WORK REQUEST – What lines of the data below include the word "window"? Report them by copying each.

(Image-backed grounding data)
_ _ _ _

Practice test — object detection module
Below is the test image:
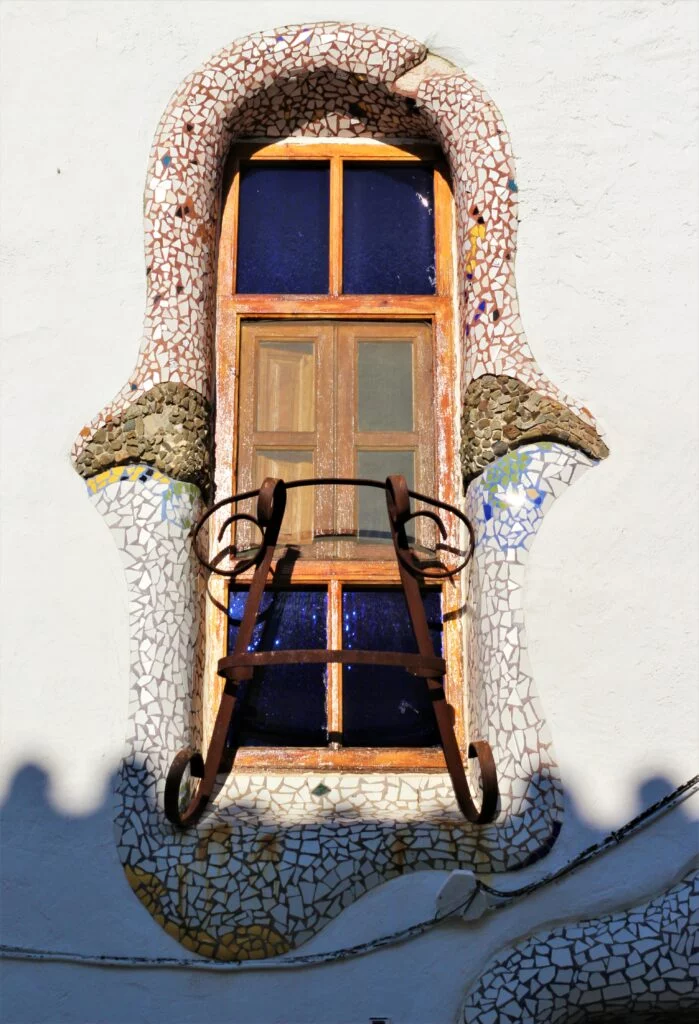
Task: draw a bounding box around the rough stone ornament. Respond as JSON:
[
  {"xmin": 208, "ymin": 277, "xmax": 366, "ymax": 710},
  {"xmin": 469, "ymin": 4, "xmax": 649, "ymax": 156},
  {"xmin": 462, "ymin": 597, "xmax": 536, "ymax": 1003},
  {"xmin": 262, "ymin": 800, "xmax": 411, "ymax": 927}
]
[
  {"xmin": 75, "ymin": 383, "xmax": 210, "ymax": 492},
  {"xmin": 461, "ymin": 374, "xmax": 608, "ymax": 480}
]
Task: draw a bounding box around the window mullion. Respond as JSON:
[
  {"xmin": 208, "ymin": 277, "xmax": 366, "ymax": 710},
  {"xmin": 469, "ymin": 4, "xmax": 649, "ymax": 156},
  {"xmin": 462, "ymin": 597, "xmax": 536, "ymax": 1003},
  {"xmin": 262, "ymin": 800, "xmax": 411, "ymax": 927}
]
[
  {"xmin": 329, "ymin": 155, "xmax": 343, "ymax": 296},
  {"xmin": 327, "ymin": 578, "xmax": 343, "ymax": 747}
]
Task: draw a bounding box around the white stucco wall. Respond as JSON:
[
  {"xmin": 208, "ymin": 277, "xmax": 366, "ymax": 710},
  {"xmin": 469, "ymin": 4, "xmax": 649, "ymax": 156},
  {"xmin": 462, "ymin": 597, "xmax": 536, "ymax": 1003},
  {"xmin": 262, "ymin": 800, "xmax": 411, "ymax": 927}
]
[{"xmin": 1, "ymin": 2, "xmax": 697, "ymax": 1022}]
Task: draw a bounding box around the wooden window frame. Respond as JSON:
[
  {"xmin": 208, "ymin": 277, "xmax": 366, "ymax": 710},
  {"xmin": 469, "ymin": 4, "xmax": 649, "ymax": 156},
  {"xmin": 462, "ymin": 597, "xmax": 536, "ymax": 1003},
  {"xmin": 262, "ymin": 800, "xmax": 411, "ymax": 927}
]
[{"xmin": 206, "ymin": 139, "xmax": 464, "ymax": 773}]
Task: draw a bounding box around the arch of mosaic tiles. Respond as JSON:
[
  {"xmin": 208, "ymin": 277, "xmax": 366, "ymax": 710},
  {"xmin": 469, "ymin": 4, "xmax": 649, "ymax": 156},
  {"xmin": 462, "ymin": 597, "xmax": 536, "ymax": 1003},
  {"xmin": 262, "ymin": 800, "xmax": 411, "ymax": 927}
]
[{"xmin": 73, "ymin": 24, "xmax": 609, "ymax": 959}]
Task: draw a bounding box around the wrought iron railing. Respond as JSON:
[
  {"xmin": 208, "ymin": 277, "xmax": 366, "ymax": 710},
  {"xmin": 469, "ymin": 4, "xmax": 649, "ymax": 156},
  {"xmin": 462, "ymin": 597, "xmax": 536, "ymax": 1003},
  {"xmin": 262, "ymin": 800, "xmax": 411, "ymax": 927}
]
[{"xmin": 164, "ymin": 476, "xmax": 498, "ymax": 828}]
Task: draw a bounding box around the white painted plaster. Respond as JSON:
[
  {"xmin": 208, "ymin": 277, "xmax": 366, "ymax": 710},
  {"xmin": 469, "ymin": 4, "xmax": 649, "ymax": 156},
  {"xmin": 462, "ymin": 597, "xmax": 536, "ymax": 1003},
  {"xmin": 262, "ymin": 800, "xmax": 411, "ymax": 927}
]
[{"xmin": 1, "ymin": 2, "xmax": 697, "ymax": 1021}]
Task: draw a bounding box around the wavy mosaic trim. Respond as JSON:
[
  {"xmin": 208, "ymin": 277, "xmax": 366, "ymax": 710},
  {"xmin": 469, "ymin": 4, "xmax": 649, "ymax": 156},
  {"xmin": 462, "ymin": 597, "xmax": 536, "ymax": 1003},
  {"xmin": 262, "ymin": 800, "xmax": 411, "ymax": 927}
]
[
  {"xmin": 87, "ymin": 443, "xmax": 594, "ymax": 958},
  {"xmin": 461, "ymin": 868, "xmax": 699, "ymax": 1023}
]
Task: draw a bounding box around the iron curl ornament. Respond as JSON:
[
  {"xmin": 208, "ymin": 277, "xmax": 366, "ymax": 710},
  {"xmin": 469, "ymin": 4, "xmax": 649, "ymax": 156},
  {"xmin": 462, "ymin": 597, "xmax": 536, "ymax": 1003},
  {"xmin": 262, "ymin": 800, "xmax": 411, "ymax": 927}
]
[{"xmin": 164, "ymin": 476, "xmax": 499, "ymax": 829}]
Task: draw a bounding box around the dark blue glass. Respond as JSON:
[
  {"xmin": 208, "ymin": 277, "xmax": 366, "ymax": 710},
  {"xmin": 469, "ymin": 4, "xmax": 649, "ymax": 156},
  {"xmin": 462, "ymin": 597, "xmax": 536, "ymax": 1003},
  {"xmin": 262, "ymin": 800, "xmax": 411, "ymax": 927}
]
[
  {"xmin": 236, "ymin": 163, "xmax": 329, "ymax": 294},
  {"xmin": 342, "ymin": 588, "xmax": 442, "ymax": 746},
  {"xmin": 227, "ymin": 587, "xmax": 327, "ymax": 746},
  {"xmin": 343, "ymin": 163, "xmax": 436, "ymax": 295}
]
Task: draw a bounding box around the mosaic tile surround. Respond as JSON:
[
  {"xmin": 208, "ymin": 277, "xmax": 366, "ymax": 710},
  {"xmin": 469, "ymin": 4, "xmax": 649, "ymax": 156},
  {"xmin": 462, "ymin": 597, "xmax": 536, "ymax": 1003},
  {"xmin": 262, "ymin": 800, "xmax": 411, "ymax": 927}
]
[
  {"xmin": 461, "ymin": 868, "xmax": 699, "ymax": 1023},
  {"xmin": 72, "ymin": 24, "xmax": 612, "ymax": 960},
  {"xmin": 88, "ymin": 443, "xmax": 593, "ymax": 958}
]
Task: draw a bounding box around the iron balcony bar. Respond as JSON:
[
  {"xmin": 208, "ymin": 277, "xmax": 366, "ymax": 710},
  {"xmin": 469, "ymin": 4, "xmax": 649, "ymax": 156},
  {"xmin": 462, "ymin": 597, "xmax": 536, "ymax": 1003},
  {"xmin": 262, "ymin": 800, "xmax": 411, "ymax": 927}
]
[{"xmin": 164, "ymin": 476, "xmax": 499, "ymax": 828}]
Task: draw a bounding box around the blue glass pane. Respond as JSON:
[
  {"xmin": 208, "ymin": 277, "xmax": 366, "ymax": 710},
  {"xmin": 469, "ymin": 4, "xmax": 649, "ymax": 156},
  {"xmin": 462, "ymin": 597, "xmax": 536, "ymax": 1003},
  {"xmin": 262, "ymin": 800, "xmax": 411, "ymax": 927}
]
[
  {"xmin": 237, "ymin": 163, "xmax": 329, "ymax": 294},
  {"xmin": 227, "ymin": 587, "xmax": 327, "ymax": 746},
  {"xmin": 343, "ymin": 163, "xmax": 435, "ymax": 295},
  {"xmin": 342, "ymin": 588, "xmax": 442, "ymax": 746}
]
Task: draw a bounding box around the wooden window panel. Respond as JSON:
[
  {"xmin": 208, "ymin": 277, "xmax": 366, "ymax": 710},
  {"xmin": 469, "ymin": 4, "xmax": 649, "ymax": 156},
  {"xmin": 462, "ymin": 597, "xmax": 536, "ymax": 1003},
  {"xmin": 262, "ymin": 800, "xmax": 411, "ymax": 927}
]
[
  {"xmin": 237, "ymin": 321, "xmax": 334, "ymax": 548},
  {"xmin": 336, "ymin": 321, "xmax": 434, "ymax": 557},
  {"xmin": 238, "ymin": 320, "xmax": 433, "ymax": 556}
]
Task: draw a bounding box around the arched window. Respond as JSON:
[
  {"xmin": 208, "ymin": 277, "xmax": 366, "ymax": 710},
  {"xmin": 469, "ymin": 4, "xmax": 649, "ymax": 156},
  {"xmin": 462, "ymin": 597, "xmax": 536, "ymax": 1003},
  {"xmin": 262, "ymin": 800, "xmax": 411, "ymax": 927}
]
[{"xmin": 204, "ymin": 139, "xmax": 466, "ymax": 771}]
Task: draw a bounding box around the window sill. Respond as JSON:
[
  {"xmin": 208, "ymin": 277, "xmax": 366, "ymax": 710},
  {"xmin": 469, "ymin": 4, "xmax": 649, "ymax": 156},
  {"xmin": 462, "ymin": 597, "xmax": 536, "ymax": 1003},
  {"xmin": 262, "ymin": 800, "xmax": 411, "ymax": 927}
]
[{"xmin": 229, "ymin": 746, "xmax": 450, "ymax": 773}]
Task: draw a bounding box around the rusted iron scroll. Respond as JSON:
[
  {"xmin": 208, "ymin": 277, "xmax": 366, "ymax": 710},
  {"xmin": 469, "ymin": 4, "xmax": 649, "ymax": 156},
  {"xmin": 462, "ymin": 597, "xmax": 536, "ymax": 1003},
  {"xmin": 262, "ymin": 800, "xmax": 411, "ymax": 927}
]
[
  {"xmin": 164, "ymin": 477, "xmax": 287, "ymax": 828},
  {"xmin": 384, "ymin": 474, "xmax": 498, "ymax": 824},
  {"xmin": 165, "ymin": 476, "xmax": 498, "ymax": 829}
]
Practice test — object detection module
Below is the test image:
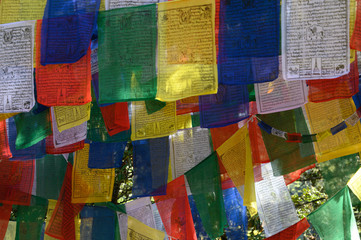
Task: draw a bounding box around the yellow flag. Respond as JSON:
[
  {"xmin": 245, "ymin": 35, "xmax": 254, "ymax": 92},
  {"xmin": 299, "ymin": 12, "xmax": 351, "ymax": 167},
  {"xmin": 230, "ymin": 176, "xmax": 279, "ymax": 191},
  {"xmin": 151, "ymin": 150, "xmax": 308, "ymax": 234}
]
[
  {"xmin": 0, "ymin": 0, "xmax": 47, "ymax": 24},
  {"xmin": 177, "ymin": 113, "xmax": 192, "ymax": 130},
  {"xmin": 4, "ymin": 221, "xmax": 16, "ymax": 240},
  {"xmin": 0, "ymin": 113, "xmax": 18, "ymax": 122},
  {"xmin": 305, "ymin": 98, "xmax": 361, "ymax": 162},
  {"xmin": 131, "ymin": 101, "xmax": 177, "ymax": 140},
  {"xmin": 156, "ymin": 0, "xmax": 218, "ymax": 101},
  {"xmin": 127, "ymin": 216, "xmax": 165, "ymax": 240},
  {"xmin": 44, "ymin": 200, "xmax": 58, "ymax": 240},
  {"xmin": 53, "ymin": 102, "xmax": 91, "ymax": 132},
  {"xmin": 348, "ymin": 167, "xmax": 361, "ymax": 201},
  {"xmin": 72, "ymin": 144, "xmax": 115, "ymax": 203},
  {"xmin": 216, "ymin": 126, "xmax": 257, "ymax": 216}
]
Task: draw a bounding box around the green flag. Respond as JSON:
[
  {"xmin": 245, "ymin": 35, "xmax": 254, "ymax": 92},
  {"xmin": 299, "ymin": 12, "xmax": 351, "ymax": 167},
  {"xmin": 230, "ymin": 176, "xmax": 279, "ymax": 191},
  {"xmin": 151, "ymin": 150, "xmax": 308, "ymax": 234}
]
[
  {"xmin": 97, "ymin": 4, "xmax": 157, "ymax": 103},
  {"xmin": 308, "ymin": 186, "xmax": 360, "ymax": 240},
  {"xmin": 258, "ymin": 108, "xmax": 316, "ymax": 176},
  {"xmin": 185, "ymin": 152, "xmax": 227, "ymax": 239}
]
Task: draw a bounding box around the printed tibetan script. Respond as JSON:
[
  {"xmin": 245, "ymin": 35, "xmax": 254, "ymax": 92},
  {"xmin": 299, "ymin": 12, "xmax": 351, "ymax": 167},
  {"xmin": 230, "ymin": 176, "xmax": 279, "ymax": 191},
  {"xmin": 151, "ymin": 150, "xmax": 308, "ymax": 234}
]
[
  {"xmin": 0, "ymin": 21, "xmax": 35, "ymax": 113},
  {"xmin": 282, "ymin": 0, "xmax": 349, "ymax": 80}
]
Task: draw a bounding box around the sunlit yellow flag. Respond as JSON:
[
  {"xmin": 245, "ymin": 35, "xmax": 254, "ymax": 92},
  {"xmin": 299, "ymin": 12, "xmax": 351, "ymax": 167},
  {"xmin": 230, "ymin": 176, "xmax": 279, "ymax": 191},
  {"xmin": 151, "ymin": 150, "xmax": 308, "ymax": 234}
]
[
  {"xmin": 305, "ymin": 98, "xmax": 361, "ymax": 162},
  {"xmin": 348, "ymin": 167, "xmax": 361, "ymax": 201},
  {"xmin": 156, "ymin": 0, "xmax": 218, "ymax": 101},
  {"xmin": 131, "ymin": 101, "xmax": 177, "ymax": 140},
  {"xmin": 72, "ymin": 144, "xmax": 115, "ymax": 203},
  {"xmin": 216, "ymin": 126, "xmax": 257, "ymax": 216},
  {"xmin": 53, "ymin": 102, "xmax": 91, "ymax": 132},
  {"xmin": 4, "ymin": 221, "xmax": 16, "ymax": 240},
  {"xmin": 127, "ymin": 216, "xmax": 165, "ymax": 240},
  {"xmin": 177, "ymin": 113, "xmax": 192, "ymax": 130}
]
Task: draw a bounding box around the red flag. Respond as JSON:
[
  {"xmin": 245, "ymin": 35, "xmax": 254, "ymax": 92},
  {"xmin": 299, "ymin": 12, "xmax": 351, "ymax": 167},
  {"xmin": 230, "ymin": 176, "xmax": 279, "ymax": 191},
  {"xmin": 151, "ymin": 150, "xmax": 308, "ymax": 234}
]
[
  {"xmin": 45, "ymin": 163, "xmax": 84, "ymax": 240},
  {"xmin": 154, "ymin": 176, "xmax": 197, "ymax": 240},
  {"xmin": 265, "ymin": 218, "xmax": 310, "ymax": 240},
  {"xmin": 100, "ymin": 103, "xmax": 130, "ymax": 136}
]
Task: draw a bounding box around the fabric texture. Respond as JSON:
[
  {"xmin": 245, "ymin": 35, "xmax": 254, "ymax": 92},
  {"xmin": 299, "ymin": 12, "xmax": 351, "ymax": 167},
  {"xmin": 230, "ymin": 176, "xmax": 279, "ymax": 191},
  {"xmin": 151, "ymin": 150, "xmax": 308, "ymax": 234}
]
[
  {"xmin": 199, "ymin": 84, "xmax": 249, "ymax": 128},
  {"xmin": 41, "ymin": 0, "xmax": 100, "ymax": 64},
  {"xmin": 132, "ymin": 137, "xmax": 170, "ymax": 198},
  {"xmin": 15, "ymin": 196, "xmax": 48, "ymax": 240},
  {"xmin": 258, "ymin": 108, "xmax": 316, "ymax": 176},
  {"xmin": 97, "ymin": 4, "xmax": 157, "ymax": 103},
  {"xmin": 217, "ymin": 0, "xmax": 279, "ymax": 84},
  {"xmin": 308, "ymin": 187, "xmax": 360, "ymax": 240},
  {"xmin": 185, "ymin": 152, "xmax": 227, "ymax": 239},
  {"xmin": 88, "ymin": 141, "xmax": 127, "ymax": 169},
  {"xmin": 154, "ymin": 175, "xmax": 197, "ymax": 240}
]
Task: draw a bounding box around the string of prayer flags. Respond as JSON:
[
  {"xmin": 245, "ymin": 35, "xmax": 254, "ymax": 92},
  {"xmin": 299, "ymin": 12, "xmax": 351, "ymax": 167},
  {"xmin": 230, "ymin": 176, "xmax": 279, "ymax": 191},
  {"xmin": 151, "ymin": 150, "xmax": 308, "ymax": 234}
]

_ _ _ _

ANSWER TO THIS PROBLEM –
Task: draw a bounding box around the window mullion. Respond as JSON:
Task: draw a bounding box around the wooden window frame. Respond as JSON:
Task: draw a bounding box around the wooden window panel. Respond as JSON:
Task: draw a bounding box around the arched window. Respond as JSON:
Task: draw a bounding box around the window sill. Respond as JSON:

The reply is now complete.